**TASK STATEMENT:** Reproduce the lines from the first one through the line containing "x=48, y=271", swapping "instance" for "item" and leaving everything else as is.

**SUPPLIED ENTRIES:**
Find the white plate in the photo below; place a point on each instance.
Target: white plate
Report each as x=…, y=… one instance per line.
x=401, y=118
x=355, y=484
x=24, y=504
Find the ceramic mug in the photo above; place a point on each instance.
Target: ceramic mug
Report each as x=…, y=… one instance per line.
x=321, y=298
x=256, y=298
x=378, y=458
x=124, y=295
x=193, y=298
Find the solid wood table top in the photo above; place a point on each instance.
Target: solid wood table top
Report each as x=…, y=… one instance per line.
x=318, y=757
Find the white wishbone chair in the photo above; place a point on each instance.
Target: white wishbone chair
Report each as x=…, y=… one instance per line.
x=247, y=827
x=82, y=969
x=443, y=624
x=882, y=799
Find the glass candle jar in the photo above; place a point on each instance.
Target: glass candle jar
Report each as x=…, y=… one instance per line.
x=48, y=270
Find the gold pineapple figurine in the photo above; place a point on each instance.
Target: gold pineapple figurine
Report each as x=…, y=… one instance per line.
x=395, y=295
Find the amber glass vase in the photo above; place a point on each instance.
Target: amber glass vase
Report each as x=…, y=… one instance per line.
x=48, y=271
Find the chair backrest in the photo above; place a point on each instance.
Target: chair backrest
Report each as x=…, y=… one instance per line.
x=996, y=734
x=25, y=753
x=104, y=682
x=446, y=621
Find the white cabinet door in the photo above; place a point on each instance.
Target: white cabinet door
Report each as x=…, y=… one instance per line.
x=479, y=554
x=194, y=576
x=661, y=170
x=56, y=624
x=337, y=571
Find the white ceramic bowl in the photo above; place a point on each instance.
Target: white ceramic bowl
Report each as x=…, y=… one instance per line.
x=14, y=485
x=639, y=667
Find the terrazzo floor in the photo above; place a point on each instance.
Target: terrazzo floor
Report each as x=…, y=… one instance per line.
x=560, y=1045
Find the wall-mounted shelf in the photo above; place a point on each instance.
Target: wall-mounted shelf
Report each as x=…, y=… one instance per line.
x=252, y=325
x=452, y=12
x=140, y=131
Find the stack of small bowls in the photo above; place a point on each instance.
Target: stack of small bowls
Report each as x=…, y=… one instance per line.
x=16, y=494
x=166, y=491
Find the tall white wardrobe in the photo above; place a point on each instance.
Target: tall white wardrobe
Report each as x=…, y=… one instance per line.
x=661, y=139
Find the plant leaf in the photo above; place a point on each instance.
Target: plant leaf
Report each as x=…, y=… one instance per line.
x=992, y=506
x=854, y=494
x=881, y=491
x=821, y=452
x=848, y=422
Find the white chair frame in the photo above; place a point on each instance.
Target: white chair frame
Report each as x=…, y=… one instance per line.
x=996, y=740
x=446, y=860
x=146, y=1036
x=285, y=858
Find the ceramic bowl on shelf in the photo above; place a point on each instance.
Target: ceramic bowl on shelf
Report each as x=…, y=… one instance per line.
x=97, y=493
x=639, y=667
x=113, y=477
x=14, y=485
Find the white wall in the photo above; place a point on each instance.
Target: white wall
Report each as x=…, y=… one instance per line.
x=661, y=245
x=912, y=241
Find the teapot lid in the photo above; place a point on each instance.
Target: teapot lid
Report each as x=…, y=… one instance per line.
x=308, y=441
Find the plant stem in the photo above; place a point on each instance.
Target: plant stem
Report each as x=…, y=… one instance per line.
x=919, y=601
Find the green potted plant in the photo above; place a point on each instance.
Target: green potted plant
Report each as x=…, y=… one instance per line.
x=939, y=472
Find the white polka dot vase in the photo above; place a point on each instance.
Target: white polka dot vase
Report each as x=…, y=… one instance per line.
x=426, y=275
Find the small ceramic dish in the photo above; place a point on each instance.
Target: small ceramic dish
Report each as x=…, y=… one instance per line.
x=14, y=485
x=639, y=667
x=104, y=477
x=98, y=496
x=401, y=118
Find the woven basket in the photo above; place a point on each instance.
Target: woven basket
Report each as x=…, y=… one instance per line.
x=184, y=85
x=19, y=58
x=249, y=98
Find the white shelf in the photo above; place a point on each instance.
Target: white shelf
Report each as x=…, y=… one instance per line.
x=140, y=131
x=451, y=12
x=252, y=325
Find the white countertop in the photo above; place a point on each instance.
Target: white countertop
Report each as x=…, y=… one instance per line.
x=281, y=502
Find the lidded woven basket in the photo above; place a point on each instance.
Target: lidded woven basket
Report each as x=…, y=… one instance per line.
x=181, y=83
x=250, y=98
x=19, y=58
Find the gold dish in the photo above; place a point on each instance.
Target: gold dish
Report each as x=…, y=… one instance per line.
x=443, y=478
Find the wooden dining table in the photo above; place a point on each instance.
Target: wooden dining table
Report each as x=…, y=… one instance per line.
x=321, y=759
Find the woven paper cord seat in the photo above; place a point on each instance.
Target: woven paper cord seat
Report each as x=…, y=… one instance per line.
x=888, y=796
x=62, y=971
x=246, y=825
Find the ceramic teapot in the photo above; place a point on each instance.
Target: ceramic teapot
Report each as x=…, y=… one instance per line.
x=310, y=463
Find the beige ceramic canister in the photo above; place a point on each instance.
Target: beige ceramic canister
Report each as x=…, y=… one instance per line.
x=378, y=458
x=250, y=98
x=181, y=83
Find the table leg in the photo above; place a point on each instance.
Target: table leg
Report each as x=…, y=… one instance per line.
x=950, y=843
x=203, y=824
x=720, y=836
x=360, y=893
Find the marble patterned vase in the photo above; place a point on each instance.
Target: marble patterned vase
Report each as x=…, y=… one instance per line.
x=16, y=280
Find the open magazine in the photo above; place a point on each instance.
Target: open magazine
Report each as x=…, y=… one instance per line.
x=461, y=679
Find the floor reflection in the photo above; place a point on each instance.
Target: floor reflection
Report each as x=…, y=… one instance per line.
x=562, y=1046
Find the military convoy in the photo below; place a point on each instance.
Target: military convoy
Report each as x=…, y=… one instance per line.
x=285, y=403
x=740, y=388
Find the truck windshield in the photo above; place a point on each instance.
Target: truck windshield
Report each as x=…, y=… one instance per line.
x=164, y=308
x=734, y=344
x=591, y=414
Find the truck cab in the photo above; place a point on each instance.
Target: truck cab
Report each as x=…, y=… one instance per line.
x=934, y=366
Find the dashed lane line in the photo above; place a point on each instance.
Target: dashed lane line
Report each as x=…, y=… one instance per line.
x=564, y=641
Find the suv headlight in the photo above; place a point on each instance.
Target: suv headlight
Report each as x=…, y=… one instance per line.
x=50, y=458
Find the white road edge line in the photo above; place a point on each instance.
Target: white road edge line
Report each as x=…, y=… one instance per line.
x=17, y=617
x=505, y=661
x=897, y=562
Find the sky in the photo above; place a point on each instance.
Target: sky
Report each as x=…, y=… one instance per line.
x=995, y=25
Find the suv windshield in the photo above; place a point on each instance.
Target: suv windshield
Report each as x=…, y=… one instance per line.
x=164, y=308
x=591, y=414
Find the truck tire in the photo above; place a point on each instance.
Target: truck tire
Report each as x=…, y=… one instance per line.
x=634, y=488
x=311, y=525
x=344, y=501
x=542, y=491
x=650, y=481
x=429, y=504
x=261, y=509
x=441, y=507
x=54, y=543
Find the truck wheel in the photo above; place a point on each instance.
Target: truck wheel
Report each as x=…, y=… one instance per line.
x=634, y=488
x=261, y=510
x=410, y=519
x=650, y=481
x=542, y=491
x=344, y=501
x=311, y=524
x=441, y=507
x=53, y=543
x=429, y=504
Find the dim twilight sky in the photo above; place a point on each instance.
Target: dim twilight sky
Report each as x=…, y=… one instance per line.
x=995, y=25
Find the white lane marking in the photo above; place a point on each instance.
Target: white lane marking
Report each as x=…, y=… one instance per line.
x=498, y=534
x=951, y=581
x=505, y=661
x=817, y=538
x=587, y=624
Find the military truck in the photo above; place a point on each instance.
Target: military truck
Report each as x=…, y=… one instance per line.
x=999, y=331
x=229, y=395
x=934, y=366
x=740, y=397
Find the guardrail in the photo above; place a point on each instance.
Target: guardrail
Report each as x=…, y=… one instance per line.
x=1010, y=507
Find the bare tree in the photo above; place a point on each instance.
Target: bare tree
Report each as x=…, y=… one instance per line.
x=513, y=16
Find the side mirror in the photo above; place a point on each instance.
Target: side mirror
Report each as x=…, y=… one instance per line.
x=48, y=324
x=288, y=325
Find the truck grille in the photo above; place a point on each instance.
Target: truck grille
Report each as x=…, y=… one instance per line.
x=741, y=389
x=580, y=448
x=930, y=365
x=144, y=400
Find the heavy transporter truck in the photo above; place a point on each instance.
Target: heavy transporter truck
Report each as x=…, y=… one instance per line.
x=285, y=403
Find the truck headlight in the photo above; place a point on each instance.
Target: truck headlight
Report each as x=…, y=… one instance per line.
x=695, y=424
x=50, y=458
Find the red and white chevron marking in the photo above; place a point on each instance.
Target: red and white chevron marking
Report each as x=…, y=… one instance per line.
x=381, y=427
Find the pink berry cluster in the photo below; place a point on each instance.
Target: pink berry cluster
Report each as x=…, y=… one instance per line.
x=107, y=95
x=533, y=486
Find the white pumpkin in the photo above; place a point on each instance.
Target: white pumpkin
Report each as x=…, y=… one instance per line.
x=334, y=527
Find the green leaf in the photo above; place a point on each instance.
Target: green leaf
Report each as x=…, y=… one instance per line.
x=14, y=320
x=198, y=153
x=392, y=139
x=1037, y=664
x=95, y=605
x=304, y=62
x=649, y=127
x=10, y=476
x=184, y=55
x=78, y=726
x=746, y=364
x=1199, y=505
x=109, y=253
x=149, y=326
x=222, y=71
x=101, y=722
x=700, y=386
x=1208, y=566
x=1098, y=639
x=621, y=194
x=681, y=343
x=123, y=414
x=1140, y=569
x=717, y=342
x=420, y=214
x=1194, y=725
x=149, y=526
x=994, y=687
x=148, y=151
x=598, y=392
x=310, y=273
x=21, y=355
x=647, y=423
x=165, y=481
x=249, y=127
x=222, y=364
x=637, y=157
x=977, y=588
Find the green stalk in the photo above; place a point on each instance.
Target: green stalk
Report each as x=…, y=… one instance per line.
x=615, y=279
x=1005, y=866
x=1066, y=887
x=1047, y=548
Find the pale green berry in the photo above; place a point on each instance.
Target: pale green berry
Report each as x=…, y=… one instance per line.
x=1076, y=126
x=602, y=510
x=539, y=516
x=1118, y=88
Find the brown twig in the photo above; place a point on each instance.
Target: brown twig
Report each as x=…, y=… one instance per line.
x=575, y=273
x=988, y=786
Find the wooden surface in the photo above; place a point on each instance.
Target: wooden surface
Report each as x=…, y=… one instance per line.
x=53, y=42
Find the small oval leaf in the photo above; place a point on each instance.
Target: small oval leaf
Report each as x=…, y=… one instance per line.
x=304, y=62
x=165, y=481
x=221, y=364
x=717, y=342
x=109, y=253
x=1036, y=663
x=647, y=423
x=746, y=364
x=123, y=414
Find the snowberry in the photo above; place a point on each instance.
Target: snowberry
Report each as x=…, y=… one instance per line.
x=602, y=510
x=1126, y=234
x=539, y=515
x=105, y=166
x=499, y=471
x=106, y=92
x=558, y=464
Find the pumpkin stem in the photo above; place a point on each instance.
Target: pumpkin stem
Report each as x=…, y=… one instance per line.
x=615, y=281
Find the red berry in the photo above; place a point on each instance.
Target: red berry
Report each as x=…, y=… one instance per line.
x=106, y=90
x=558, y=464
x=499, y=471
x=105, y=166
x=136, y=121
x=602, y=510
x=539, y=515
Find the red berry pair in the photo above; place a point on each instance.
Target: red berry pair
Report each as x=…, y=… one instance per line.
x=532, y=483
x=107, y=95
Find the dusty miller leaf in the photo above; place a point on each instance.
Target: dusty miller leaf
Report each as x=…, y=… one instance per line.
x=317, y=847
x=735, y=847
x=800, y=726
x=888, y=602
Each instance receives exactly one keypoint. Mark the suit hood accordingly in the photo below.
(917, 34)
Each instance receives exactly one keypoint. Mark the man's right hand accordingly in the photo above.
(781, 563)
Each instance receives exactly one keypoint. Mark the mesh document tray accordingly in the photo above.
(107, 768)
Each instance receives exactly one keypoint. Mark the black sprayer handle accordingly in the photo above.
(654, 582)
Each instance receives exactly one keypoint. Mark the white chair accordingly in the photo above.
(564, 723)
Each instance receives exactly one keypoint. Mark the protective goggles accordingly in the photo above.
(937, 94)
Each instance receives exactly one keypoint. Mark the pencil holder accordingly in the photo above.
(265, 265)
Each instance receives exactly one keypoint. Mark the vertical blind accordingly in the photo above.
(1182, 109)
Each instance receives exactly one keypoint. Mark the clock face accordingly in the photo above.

**SOLUTION BELOW:**
Find the white plate in the photo below; place a point on each item.
Target: white plate
Report each as x=…, y=… one item per line.
x=401, y=118
x=355, y=484
x=24, y=504
Find the ceramic mug in the photo above; place a point on each item.
Target: ceramic mug
Report each as x=…, y=… one item per line.
x=321, y=298
x=256, y=298
x=378, y=458
x=124, y=295
x=193, y=298
Find the solid wood table top in the photo above; place a point on each item.
Target: solid wood table top
Report each as x=…, y=… one item per line.
x=318, y=757
Find the white wishbone chair in the photo above; place a point on each item.
Target: white wishbone chair
Report each as x=…, y=… one item per line.
x=247, y=827
x=82, y=969
x=443, y=624
x=882, y=799
Find the glass candle jar in the photo above; place a point on each item.
Target: glass candle jar
Report each as x=…, y=… one item per line.
x=48, y=270
Find the gold pineapple figurine in the photo above; place a point on each item.
Target: gold pineapple figurine
Report each as x=…, y=… one item per line.
x=395, y=295
Find the amber glass vase in the photo above; place a point on each item.
Target: amber glass vase
Report each as x=…, y=… one item per line.
x=48, y=271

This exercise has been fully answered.